● **Tarefa 1**
De acordo com o texto sobre a música caipira, que parcela do mercado brasileiro o segmento caipira/sertanejo representa hoje?
● **Tarefa 2**
Para cada afirmação a seguir, diga se ela está de acordo com o texto sobre a música caipira, respondendo sim ou não e citando literalmente as palavras do texto que decidem a questão. (a) O gênero pop ocupa o primeiro lugar no mercado brasileiro. (b) A identidade cultural da música caipira remonta ao século XVIII. (c) Para Antonio Candido, o caipira surgiu da mistura de dois mundos.
● **Tarefa 3**
Reproduza fielmente o trecho do texto sobre a música caipira que se abre com as palavras contendo "As escolhas dos" e se fecha com "compreensão da História.".

Embora desprestigiada pelos professores, que preferem gêneros mais “nobres”, a música caipira/sertaneja oferece ótimo material para o ensino da História
Edilson Aparecido Chaves
Tornou-se comum nas salas de aula a utilização de composições da MPB como fonte de pesquisa histórica ou recurso para o ensino das ciências humanas de maneira geral. Os autores dos manuais didáticos que as selecionam costumam dar mais ênfase, no entanto, às canções produzidas durante os regimes de exceção (Estado Novo e regime militar) e às temáticas extraídas da Bossa Nova, do Tropicalismo, das chamadas “músicas de protesto” e do repertório da Jovem Guarda. O gênero caipira, ou sertanejo, tem sido simplesmente descartado. Não devia ser assim, sobretudo se levadas em conta as preferências populares. A música caipira continua sendo consumida por grande parte das famílias brasileiras, como destacou pesquisa feita pelo programa “Globo Rural” junto à ABPD (Associação Brasileira dos Produtores de Discos). O segmento caipira/sertanejo representa hoje 15% do mercado brasileiro, perdendo apenas para o gênero pop, em primeiro lugar, e a música romântica, que fica em segundo. Por que não incluí-la então nos manuais didáticos, sobretudo do ensino fundamental e médio, como fonte legítima de estudo e reflexão para os alunos?
As escolhas dos professores podem ser explicadas. O gênero caipira ainda é visto como simplório e desprovido de valor no seu conteúdo, tornando-se, ao longo dos anos, alvo de críticas na verdade bem inconsistentes. Assim, no meio escolar, passou-se a aceitar como fontes de cultura musical apenas aquelas canções privilegiadas pela indústria cultural. O conjunto dos gêneros musicais preferidos dos professores pertence sem dúvida às principais correntes históricas da MPB. Mas isso não devia justificar a ausência das canções caipiras. A exemplo de outras composições, o gênero sertanejo também se insere no contexto brasileiro, abordando temas de contestação ou exaltação de conjunturas políticas, sociais e econômicas bem significativos para o estudo e a compreensão da História.
Por outro lado, muitos dos jovens que lêem os livros didáticos trazem de suas famílias um gosto musical que não exclui a música caipira/sertaneja. Esta, a exemplo de outros gêneros considerados mais “nobres”, deveria ser reconhecida como possuidora de uma estética e uma identidade cultural próprias que, embora poucos levem isso em conta, remontam ao século XVI, quando a ação dos bandeirantes marcou não só um novo ciclo de dominação e descobertas, mas também a formação de uma nova cultura – a caipira. À medida que os bandeirantes avançavam pelo interior do país, ia-se criando uma fronteira entre dois mundos distintos: o “civilizado”, representado pelos descendentes brancos, e o “atrasado”, representado pelos nativos. Para o crítico literário Antonio Candido, foi da mistura desses dois mundos que surgiu o caipira, mescla de branco e índio, somado mais tarde ao sangue do negro.

● **Entradas**

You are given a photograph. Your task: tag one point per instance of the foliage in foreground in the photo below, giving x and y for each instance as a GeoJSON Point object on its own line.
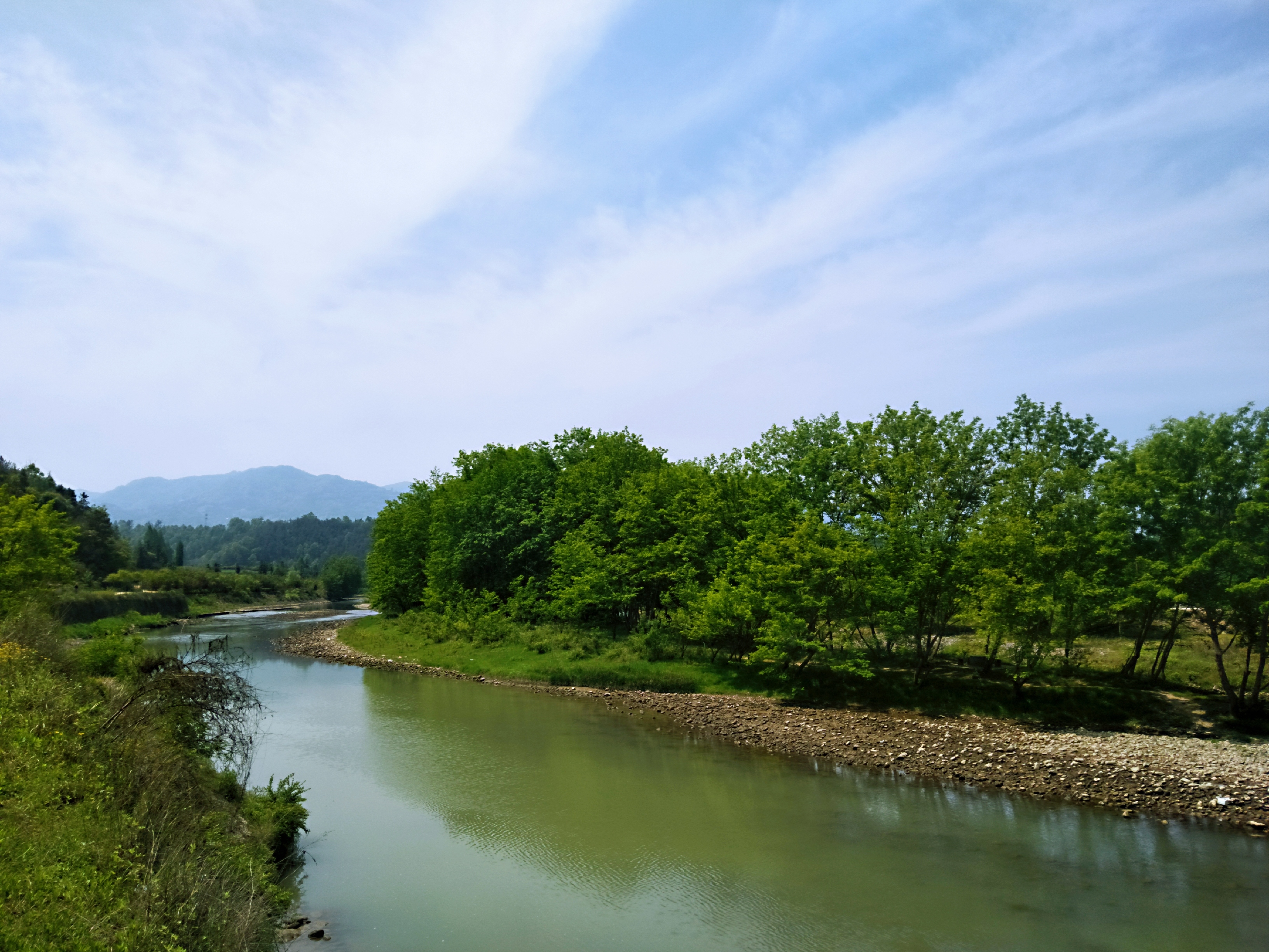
{"type": "Point", "coordinates": [557, 654]}
{"type": "Point", "coordinates": [832, 550]}
{"type": "Point", "coordinates": [116, 831]}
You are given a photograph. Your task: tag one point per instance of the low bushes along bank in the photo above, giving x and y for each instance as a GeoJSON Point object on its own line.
{"type": "Point", "coordinates": [116, 829]}
{"type": "Point", "coordinates": [88, 607]}
{"type": "Point", "coordinates": [497, 646]}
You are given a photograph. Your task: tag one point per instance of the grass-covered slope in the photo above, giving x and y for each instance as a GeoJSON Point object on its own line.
{"type": "Point", "coordinates": [116, 832]}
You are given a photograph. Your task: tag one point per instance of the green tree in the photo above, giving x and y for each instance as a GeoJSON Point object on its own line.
{"type": "Point", "coordinates": [37, 550]}
{"type": "Point", "coordinates": [396, 566]}
{"type": "Point", "coordinates": [489, 527]}
{"type": "Point", "coordinates": [1186, 518]}
{"type": "Point", "coordinates": [153, 550]}
{"type": "Point", "coordinates": [1039, 580]}
{"type": "Point", "coordinates": [906, 483]}
{"type": "Point", "coordinates": [340, 577]}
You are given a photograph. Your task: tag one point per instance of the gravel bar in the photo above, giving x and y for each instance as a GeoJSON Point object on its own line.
{"type": "Point", "coordinates": [1167, 777]}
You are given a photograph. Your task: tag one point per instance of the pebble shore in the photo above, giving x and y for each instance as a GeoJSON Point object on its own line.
{"type": "Point", "coordinates": [1165, 777]}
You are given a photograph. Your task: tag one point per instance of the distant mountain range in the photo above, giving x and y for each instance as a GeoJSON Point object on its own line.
{"type": "Point", "coordinates": [266, 492]}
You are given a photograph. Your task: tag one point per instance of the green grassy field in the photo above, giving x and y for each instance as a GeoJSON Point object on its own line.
{"type": "Point", "coordinates": [536, 654]}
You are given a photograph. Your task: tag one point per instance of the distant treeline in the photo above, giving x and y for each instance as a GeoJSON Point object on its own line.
{"type": "Point", "coordinates": [305, 544]}
{"type": "Point", "coordinates": [830, 547]}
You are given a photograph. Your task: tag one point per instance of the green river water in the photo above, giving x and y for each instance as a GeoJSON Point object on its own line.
{"type": "Point", "coordinates": [452, 815]}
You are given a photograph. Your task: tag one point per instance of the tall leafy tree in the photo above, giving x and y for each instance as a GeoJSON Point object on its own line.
{"type": "Point", "coordinates": [1036, 545]}
{"type": "Point", "coordinates": [906, 483]}
{"type": "Point", "coordinates": [396, 566]}
{"type": "Point", "coordinates": [37, 550]}
{"type": "Point", "coordinates": [153, 550]}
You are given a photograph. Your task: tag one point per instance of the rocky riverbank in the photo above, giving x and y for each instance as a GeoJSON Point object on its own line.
{"type": "Point", "coordinates": [1159, 776]}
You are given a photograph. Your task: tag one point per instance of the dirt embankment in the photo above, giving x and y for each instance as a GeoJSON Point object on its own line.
{"type": "Point", "coordinates": [1160, 776]}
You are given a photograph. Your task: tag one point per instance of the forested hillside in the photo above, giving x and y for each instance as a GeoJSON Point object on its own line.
{"type": "Point", "coordinates": [99, 549]}
{"type": "Point", "coordinates": [832, 550]}
{"type": "Point", "coordinates": [305, 544]}
{"type": "Point", "coordinates": [125, 822]}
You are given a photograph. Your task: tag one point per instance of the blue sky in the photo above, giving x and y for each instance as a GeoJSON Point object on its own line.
{"type": "Point", "coordinates": [357, 238]}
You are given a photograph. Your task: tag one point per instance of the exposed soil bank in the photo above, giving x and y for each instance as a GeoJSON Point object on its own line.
{"type": "Point", "coordinates": [1160, 776]}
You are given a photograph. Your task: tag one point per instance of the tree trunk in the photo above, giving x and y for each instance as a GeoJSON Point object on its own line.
{"type": "Point", "coordinates": [1130, 667]}
{"type": "Point", "coordinates": [1260, 668]}
{"type": "Point", "coordinates": [1213, 632]}
{"type": "Point", "coordinates": [1246, 673]}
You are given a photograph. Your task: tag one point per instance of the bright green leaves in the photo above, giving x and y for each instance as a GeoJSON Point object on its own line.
{"type": "Point", "coordinates": [37, 550]}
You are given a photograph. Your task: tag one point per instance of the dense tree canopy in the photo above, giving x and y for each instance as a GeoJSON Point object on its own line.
{"type": "Point", "coordinates": [830, 542]}
{"type": "Point", "coordinates": [101, 549]}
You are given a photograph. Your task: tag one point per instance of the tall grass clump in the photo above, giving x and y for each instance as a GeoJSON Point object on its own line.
{"type": "Point", "coordinates": [122, 822]}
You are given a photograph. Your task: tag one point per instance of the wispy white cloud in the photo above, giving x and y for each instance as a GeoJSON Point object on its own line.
{"type": "Point", "coordinates": [368, 239]}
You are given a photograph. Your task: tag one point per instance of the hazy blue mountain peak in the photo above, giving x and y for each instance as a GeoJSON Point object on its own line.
{"type": "Point", "coordinates": [263, 492]}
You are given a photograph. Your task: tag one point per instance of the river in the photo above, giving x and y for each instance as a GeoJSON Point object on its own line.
{"type": "Point", "coordinates": [454, 815]}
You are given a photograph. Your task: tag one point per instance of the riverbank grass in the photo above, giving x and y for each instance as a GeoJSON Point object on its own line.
{"type": "Point", "coordinates": [549, 654]}
{"type": "Point", "coordinates": [116, 829]}
{"type": "Point", "coordinates": [1093, 695]}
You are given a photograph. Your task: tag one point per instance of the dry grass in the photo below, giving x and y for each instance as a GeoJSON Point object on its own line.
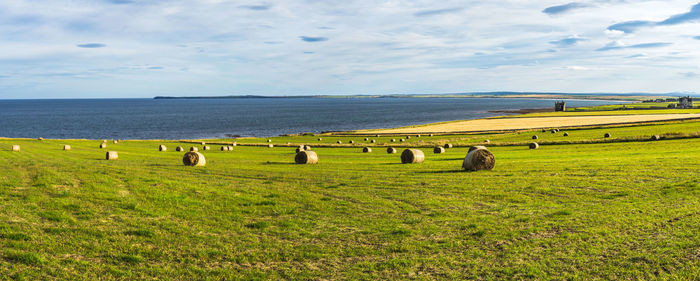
{"type": "Point", "coordinates": [501, 124]}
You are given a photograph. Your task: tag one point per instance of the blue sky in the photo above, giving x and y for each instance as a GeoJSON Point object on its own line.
{"type": "Point", "coordinates": [139, 48]}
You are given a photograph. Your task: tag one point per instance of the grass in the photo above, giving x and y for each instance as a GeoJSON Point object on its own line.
{"type": "Point", "coordinates": [612, 110]}
{"type": "Point", "coordinates": [603, 211]}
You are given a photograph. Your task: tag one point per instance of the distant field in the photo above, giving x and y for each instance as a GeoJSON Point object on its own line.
{"type": "Point", "coordinates": [499, 124]}
{"type": "Point", "coordinates": [600, 211]}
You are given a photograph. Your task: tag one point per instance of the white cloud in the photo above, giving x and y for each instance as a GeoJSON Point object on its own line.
{"type": "Point", "coordinates": [218, 47]}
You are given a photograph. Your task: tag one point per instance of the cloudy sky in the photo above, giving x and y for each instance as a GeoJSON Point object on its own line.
{"type": "Point", "coordinates": [143, 48]}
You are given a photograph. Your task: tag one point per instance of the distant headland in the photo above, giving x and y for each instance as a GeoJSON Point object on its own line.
{"type": "Point", "coordinates": [528, 95]}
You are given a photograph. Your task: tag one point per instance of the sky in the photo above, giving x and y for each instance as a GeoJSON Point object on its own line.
{"type": "Point", "coordinates": [146, 48]}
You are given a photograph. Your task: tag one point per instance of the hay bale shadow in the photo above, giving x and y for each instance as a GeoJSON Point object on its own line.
{"type": "Point", "coordinates": [443, 172]}
{"type": "Point", "coordinates": [278, 163]}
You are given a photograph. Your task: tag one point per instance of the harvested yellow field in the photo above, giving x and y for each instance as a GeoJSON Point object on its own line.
{"type": "Point", "coordinates": [501, 124]}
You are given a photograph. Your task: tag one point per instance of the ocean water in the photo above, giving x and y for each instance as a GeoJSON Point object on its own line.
{"type": "Point", "coordinates": [221, 118]}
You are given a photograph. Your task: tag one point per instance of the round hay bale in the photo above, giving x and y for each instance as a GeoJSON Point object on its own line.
{"type": "Point", "coordinates": [472, 148]}
{"type": "Point", "coordinates": [194, 158]}
{"type": "Point", "coordinates": [112, 155]}
{"type": "Point", "coordinates": [411, 156]}
{"type": "Point", "coordinates": [479, 159]}
{"type": "Point", "coordinates": [306, 157]}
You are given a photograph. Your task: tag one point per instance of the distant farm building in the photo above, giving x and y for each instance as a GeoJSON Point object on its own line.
{"type": "Point", "coordinates": [685, 102]}
{"type": "Point", "coordinates": [560, 106]}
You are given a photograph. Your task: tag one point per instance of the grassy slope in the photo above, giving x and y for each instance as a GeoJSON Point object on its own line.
{"type": "Point", "coordinates": [590, 134]}
{"type": "Point", "coordinates": [593, 211]}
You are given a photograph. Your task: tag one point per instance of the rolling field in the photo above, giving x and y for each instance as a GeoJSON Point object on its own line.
{"type": "Point", "coordinates": [598, 211]}
{"type": "Point", "coordinates": [499, 124]}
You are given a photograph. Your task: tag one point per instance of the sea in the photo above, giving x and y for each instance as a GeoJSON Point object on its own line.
{"type": "Point", "coordinates": [240, 117]}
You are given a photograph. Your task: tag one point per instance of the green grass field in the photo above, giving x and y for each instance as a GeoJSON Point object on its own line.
{"type": "Point", "coordinates": [598, 211]}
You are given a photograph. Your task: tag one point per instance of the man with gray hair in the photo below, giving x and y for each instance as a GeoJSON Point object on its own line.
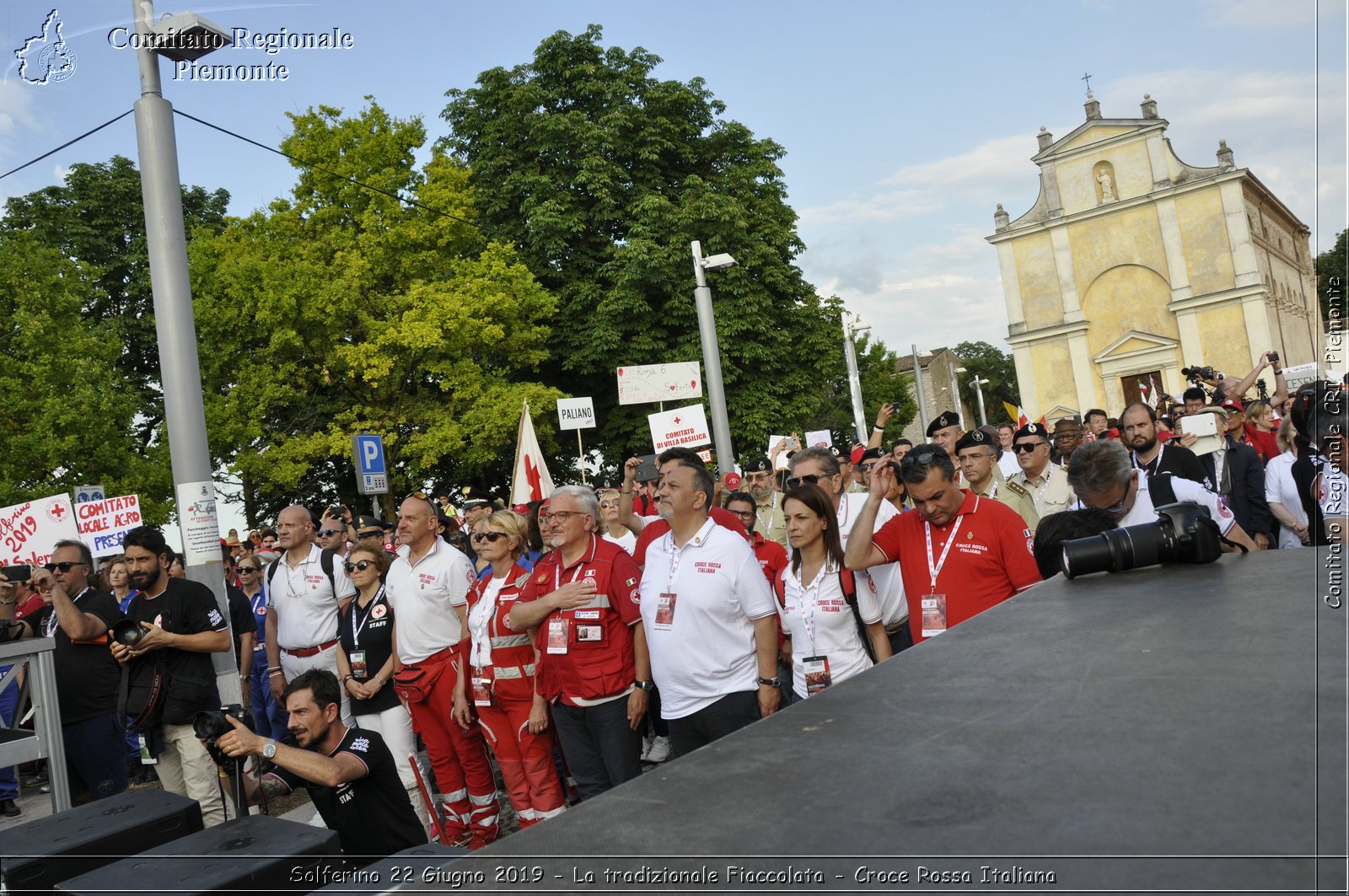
{"type": "Point", "coordinates": [1104, 476]}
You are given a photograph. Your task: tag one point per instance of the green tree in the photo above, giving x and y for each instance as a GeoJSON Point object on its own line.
{"type": "Point", "coordinates": [96, 217]}
{"type": "Point", "coordinates": [67, 412]}
{"type": "Point", "coordinates": [602, 175]}
{"type": "Point", "coordinates": [343, 311]}
{"type": "Point", "coordinates": [1332, 271]}
{"type": "Point", "coordinates": [988, 362]}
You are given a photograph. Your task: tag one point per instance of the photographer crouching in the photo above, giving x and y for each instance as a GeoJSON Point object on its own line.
{"type": "Point", "coordinates": [350, 774]}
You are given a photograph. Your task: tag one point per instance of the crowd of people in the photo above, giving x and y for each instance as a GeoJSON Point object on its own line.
{"type": "Point", "coordinates": [563, 644]}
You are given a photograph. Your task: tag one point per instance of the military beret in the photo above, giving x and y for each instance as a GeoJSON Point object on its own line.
{"type": "Point", "coordinates": [759, 464]}
{"type": "Point", "coordinates": [973, 439]}
{"type": "Point", "coordinates": [1032, 429]}
{"type": "Point", "coordinates": [942, 421]}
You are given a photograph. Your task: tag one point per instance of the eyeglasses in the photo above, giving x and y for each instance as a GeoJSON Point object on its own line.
{"type": "Point", "coordinates": [795, 482]}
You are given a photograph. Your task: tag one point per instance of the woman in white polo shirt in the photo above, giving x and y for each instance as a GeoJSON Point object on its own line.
{"type": "Point", "coordinates": [826, 642]}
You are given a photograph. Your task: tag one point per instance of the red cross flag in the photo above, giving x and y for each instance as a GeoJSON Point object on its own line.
{"type": "Point", "coordinates": [532, 480]}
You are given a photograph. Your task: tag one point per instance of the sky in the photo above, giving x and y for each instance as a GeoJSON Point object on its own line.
{"type": "Point", "coordinates": [904, 123]}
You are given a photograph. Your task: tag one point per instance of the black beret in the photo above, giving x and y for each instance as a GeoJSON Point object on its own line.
{"type": "Point", "coordinates": [942, 421]}
{"type": "Point", "coordinates": [1032, 429]}
{"type": "Point", "coordinates": [973, 439]}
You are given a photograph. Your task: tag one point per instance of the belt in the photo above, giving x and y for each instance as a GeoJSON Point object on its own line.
{"type": "Point", "coordinates": [310, 651]}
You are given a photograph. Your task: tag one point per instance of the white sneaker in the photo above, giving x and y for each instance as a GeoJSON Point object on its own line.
{"type": "Point", "coordinates": [660, 750]}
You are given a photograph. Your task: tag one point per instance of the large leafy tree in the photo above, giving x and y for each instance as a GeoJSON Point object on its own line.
{"type": "Point", "coordinates": [1332, 271]}
{"type": "Point", "coordinates": [998, 368]}
{"type": "Point", "coordinates": [343, 309]}
{"type": "Point", "coordinates": [604, 174]}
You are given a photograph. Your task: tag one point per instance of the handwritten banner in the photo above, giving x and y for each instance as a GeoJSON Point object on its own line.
{"type": "Point", "coordinates": [30, 530]}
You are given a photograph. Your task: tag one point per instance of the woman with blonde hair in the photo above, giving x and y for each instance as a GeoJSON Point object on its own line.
{"type": "Point", "coordinates": [498, 678]}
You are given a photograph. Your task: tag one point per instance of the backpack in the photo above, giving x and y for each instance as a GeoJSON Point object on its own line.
{"type": "Point", "coordinates": [847, 583]}
{"type": "Point", "coordinates": [325, 561]}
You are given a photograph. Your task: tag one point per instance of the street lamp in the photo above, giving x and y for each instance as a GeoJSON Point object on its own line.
{"type": "Point", "coordinates": [712, 354]}
{"type": "Point", "coordinates": [180, 372]}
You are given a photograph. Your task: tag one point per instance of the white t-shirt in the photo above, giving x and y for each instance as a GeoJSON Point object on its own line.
{"type": "Point", "coordinates": [703, 648]}
{"type": "Point", "coordinates": [884, 582]}
{"type": "Point", "coordinates": [1282, 489]}
{"type": "Point", "coordinates": [304, 601]}
{"type": "Point", "coordinates": [479, 621]}
{"type": "Point", "coordinates": [424, 597]}
{"type": "Point", "coordinates": [820, 624]}
{"type": "Point", "coordinates": [627, 541]}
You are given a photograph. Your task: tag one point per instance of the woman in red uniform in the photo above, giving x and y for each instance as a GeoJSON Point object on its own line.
{"type": "Point", "coordinates": [498, 676]}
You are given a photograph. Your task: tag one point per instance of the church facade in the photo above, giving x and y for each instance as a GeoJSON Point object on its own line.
{"type": "Point", "coordinates": [1133, 265]}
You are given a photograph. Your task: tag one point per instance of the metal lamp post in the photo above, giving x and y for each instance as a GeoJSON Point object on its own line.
{"type": "Point", "coordinates": [712, 355]}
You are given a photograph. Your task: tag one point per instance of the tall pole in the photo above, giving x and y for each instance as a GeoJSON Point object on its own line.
{"type": "Point", "coordinates": [180, 370]}
{"type": "Point", "coordinates": [978, 397]}
{"type": "Point", "coordinates": [712, 366]}
{"type": "Point", "coordinates": [854, 382]}
{"type": "Point", "coordinates": [917, 390]}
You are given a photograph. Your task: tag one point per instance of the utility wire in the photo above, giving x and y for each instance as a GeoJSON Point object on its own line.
{"type": "Point", "coordinates": [65, 145]}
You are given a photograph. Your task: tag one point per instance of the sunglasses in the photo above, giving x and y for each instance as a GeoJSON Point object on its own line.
{"type": "Point", "coordinates": [795, 482]}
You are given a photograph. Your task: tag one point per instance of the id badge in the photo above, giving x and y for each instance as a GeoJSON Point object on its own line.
{"type": "Point", "coordinates": [934, 614]}
{"type": "Point", "coordinates": [816, 673]}
{"type": "Point", "coordinates": [665, 610]}
{"type": "Point", "coordinates": [557, 635]}
{"type": "Point", "coordinates": [482, 689]}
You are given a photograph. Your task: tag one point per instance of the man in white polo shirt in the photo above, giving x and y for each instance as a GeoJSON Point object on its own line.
{"type": "Point", "coordinates": [708, 615]}
{"type": "Point", "coordinates": [305, 590]}
{"type": "Point", "coordinates": [428, 590]}
{"type": "Point", "coordinates": [885, 582]}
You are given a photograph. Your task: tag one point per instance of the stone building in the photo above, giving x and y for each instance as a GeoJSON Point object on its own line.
{"type": "Point", "coordinates": [1132, 265]}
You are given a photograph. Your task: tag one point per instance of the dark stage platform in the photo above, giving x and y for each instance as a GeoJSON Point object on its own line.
{"type": "Point", "coordinates": [1164, 729]}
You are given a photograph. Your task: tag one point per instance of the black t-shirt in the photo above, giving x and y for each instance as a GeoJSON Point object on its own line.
{"type": "Point", "coordinates": [87, 675]}
{"type": "Point", "coordinates": [373, 815]}
{"type": "Point", "coordinates": [370, 630]}
{"type": "Point", "coordinates": [242, 621]}
{"type": "Point", "coordinates": [184, 608]}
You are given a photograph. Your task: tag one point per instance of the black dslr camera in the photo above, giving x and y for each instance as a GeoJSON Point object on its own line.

● **Resposta completa 1**
O segmento caipira/sertanejo representa hoje 15% do mercado brasileiro.

● **Resposta completa 2**
(a) Sim: "perdendo apenas para o gênero pop, em primeiro lugar".
(b) Não: "remontam ao século XVI".
(c) Sim: "foi da mistura desses dois mundos que surgiu o caipira".

● **Resposta completa 3**
As escolhas dos professores podem ser explicadas. O gênero caipira ainda é visto como simplório e desprovido de valor no seu conteúdo, tornando-se, ao longo dos anos, alvo de críticas na verdade bem inconsistentes. Assim, no meio escolar, passou-se a aceitar como fontes de cultura musical apenas aquelas canções privilegiadas pela indústria cultural. O conjunto dos gêneros musicais preferidos dos professores pertence sem dúvida às principais correntes históricas da MPB. Mas isso não devia justificar a ausência das canções caipiras. A exemplo de outras composições, o gênero sertanejo também se insere no contexto brasileiro, abordando temas de contestação ou exaltação de conjunturas políticas, sociais e econômicas bem significativos para o estudo e a compreensão da História.